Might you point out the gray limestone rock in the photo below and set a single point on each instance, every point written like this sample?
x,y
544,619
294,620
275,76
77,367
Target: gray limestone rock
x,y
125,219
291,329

- - - - -

# Exercise details:
Rescale the entries above by writing out every line again, requests included. Multiply each coordinate in the answers by 2.35 and round it to the nearest whole number, with halves rounded up.

# Solution:
Might you point out the gray limestone rock in the photo below and set a single point on each instance, every point written like this sample?
x,y
544,619
294,620
275,76
77,367
Target: gray limestone rock
x,y
294,515
684,773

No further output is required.